Aufgabenstellung.
1. Welche Pflanzen nennt der Textauszug über Bahnanlagen als Beispiele für das, was dort ungehindert wachsen darf?
2. Erweitern Sie den Textauszug über Bahnanlagen als urbane Wildnis um einen Absatz, der an den letzten Satz anschließt.

Textauszug.
Heute erinnere ich mich immer noch gerne an die Weihnachten meiner Kindheit. Einer der Gründe ist eine Märklin-Modelleisenbahn, die in den Wochen vor und nach Heiligabend mein damaliges Kinderzimmer fast ganz einnahm. Ganze Landschaften waren dort nachgebildet und die Dampflocks dampften tatsächlich. Seither faszinieren mich Bahnanlagen. Heute aber nicht mehr wegen einer dampfenden Dampflock. Sie faszinieren mich heute fotografisch, naturfotografisch und biologisch fast gleichermaßen.
Denn auf Bahnanlagen, besonders auf denen mit stillgelegten Gleiskörpern, entwickelt sich mit der Zeit eine Art von „urbaner Wildnis“, die es in den üblichen innerstädtischen Grünflächen wie Parks, Friedhöfen oder Gärten faktisch nicht gibt. Denn hier wird nichts durchgestylt, vermeintlich „einreguliert“ oder gar professionell gemanagt.
Hier darf es wachsen wie es will, egal ob Storchschnabel, Brombeere, Schmetterlingsflieder oder Birke. Deswegen ist diese Form von „Sekundär-Wildnis“ gerade in dichtbebauten Ballungsräumen wie dem Ruhrgebiet oder Großstädten wie Berlin sprichwörtlich ein „Verkehrsknotenpunkt“ für wildlebende Pflanzen und Tiere, sozusagen ein Hot-Spot biologischer Vielfalt.

Bereitgestellte Angaben.
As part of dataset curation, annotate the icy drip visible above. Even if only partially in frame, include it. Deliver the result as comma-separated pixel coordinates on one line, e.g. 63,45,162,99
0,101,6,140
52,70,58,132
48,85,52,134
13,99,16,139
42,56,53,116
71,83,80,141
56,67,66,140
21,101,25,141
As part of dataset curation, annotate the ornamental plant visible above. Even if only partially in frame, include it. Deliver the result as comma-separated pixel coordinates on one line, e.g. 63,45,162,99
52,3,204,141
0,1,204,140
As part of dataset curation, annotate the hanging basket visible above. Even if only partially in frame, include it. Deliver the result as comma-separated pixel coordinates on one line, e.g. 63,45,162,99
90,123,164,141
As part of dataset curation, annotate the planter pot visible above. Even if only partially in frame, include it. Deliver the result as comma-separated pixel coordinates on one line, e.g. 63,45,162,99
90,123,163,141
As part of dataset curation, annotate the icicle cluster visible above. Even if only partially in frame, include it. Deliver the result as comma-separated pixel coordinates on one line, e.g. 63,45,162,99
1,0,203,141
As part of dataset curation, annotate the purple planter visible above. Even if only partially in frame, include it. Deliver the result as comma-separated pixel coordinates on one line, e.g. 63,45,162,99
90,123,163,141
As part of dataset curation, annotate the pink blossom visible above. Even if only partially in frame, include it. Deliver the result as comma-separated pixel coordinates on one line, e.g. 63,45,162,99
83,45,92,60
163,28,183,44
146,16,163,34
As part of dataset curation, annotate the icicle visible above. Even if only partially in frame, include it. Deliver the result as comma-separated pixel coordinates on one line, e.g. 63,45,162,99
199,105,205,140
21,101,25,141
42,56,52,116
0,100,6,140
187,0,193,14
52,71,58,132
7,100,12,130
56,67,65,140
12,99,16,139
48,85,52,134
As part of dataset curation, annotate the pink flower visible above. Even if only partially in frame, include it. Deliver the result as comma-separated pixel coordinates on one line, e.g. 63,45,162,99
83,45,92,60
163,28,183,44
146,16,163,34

Gelöste Aufgaben.
1. Storchschnabel, Brombeere, Schmetterlingsflieder und Birke.

2.
Unter den Pflanzen-, Pilz,- und Tierarten an alten Gleisanlagen sind besonders Viele, die es recht warm und trocken mögen, Reptilien zum Beispiel. Genauer: Eidechsen. Zusammen mit Wespenspinnen, Ödlandschrecken oder Hausrotschwänzen tummeln sie sich gerne dort, wo ICE & Co mal unterwegs waren und heute nur noch „tote“ Gleise liegen.
Die flinken „Gleisdrachen“ sind meistens Mauereidechsen (Podacris muralis). Sie sind unter den hiesigen Eidechsenarten die wahren Sonnenanbeter.In unseren Breiten besiedeln sie daher die sonnigsten und wärmsten Lebensräume. Dort fühlen sie sich auch dann noch wohl, wenn es unsern anderen Eidechsenarten, den Zaun- und Waldeidechsen sowie der Blindschleiche bereits zu warm zu trocken wird. Das gilt offenbar auch für Eisenbahngleise, die sich, von der Sonne voll beschienen, über Tag so stark aufheizen, dass kein Homo sapiens barfuß darüber laufen möchte. Aber Drachen scheuen ja bekanntlich weder Feuer noch heißes Eisen.
Es gibt allerdings nur wenige wirklich gut zugängliche Orte, an denen man Mauereidechsen auf Eisenbahngleisen beobachten und fotografieren kann, denn Gleiskörper sind meist – völlig zurecht- für die Öffentlichkeit und damit auch für Fotografen nicht frei zugänglich. Ohne besondere Genehmigung geht da nix! Eine der für die Öffentlichkeit freigegebenen, alten Gleisanlagen liegt in der Ruhrgebietsstadt Duisburg, im dortigen Landschaftspark „Duisburg-Nord“.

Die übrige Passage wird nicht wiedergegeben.